(Beginning of Provided records)

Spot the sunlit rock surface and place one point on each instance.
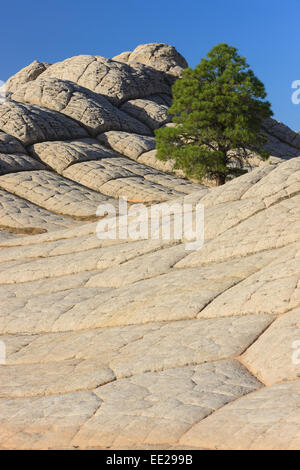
(139, 343)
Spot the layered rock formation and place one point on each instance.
(122, 343)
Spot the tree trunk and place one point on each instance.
(220, 179)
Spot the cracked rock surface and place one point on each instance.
(140, 343)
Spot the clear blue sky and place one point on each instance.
(267, 32)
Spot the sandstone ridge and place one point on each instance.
(139, 344)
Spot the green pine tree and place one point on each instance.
(218, 109)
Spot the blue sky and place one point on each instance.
(266, 32)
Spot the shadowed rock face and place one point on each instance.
(139, 344)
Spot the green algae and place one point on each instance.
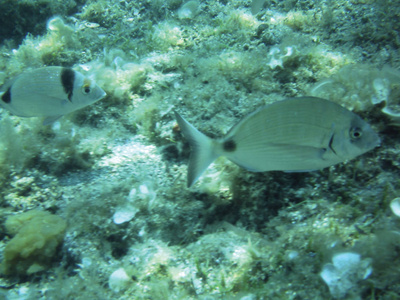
(235, 234)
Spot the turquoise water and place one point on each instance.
(115, 171)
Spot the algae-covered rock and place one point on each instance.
(37, 235)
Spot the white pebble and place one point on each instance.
(119, 280)
(395, 206)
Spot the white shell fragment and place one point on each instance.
(124, 214)
(345, 271)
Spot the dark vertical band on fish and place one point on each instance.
(6, 97)
(67, 81)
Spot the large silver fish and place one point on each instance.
(49, 92)
(296, 134)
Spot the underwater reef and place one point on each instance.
(95, 205)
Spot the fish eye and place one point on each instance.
(355, 133)
(86, 89)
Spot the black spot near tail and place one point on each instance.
(67, 81)
(6, 97)
(229, 145)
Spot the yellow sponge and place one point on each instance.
(37, 235)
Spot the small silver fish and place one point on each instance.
(49, 92)
(294, 135)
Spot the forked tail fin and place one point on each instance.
(202, 150)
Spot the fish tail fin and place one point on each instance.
(203, 150)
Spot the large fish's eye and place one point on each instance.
(355, 133)
(86, 89)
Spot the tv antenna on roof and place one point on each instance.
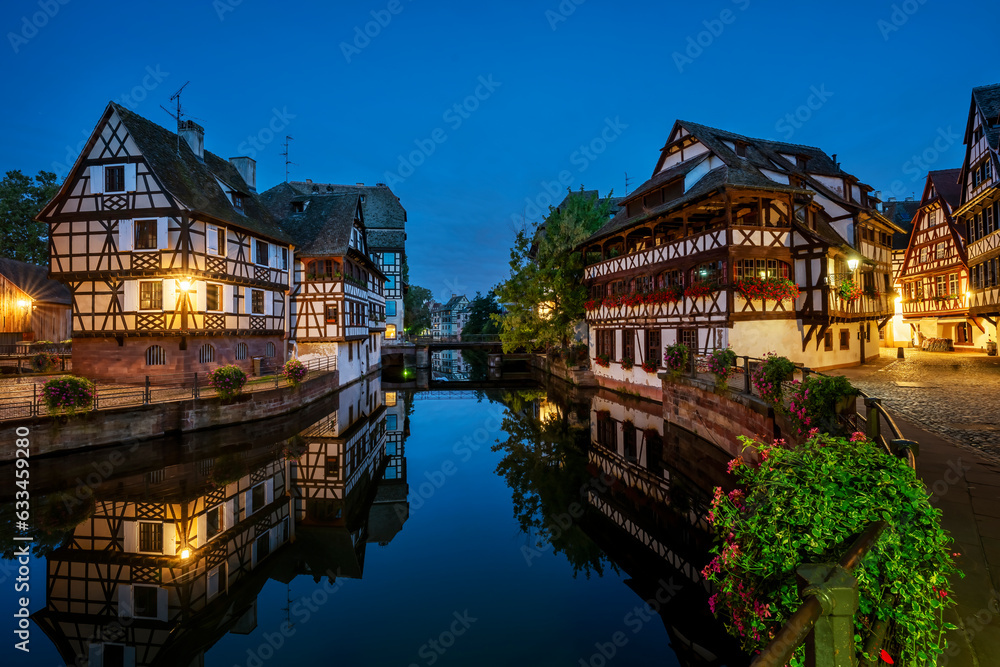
(287, 161)
(177, 97)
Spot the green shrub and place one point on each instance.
(809, 505)
(227, 381)
(69, 393)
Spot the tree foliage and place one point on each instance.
(21, 199)
(416, 304)
(544, 294)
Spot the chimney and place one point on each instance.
(247, 167)
(194, 135)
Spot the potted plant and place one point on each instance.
(675, 358)
(769, 376)
(722, 364)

(End of Provided records)

Take the whole listing above and copy it exactly. Pictures do not go into the copy.

Spot the sunlit rock surface and place one point on each instance.
(139, 343)
Spot the layered rock formation and place one point on each instance.
(122, 343)
Spot the tree trunk and place one point on each instance.
(220, 179)
Spot the cracked rock surface and place one point on each instance.
(140, 343)
Spot the clear blue sky and place one point on each instance.
(267, 32)
Spot the sandstone ridge and place one point on each instance.
(139, 344)
Spot the green pine tree and place one point on each instance.
(218, 109)
Spot the blue sky and place one point on each instance.
(266, 32)
Spot the shadowed rock face and place one point on each instance.
(139, 344)
Spot the green algae and place one point on each instance.
(235, 234)
Spot the turquoise water and place one point on each instance.
(115, 171)
Spot the algae-covered rock and place one point on each instance.
(37, 235)
Spot the white pebble and place one point on each instance.
(119, 280)
(395, 206)
Spot the white shell fragment and place one point on each instance.
(124, 214)
(345, 271)
Spot the dark vertical band on fish and place one point on each instance.
(6, 97)
(67, 81)
Spot the large silver fish and place one point on each instance.
(49, 92)
(296, 134)
Spot the underwater reef and place one point on each instance.
(95, 205)
Spot the fish eye and place one point on each instance.
(355, 133)
(86, 89)
Spot the black spot near tail and place one point on each instance.
(67, 81)
(6, 97)
(229, 145)
Spot the yellow sponge and place one point on each instance.
(37, 235)
Spot the small silver fish and place one point on each instance.
(49, 92)
(294, 135)
Spot the forked tail fin and place one point on each instance.
(202, 150)
Spot the fish tail fin and place one point on each instance.
(203, 150)
Spot the large fish's eye and place one point on each instance.
(355, 133)
(86, 89)
Spot the tv antenna on roof and place one point on each instance.
(287, 161)
(177, 97)
Spot the green shrub and place one point on each instance.
(809, 505)
(227, 381)
(69, 393)
Spot the tree foliage and place one point on each instance.
(21, 199)
(416, 304)
(544, 294)
Spot the chimney and place one point on each instance.
(247, 167)
(194, 135)
Spot the potted plant and place one point on each instance.
(675, 358)
(769, 376)
(722, 364)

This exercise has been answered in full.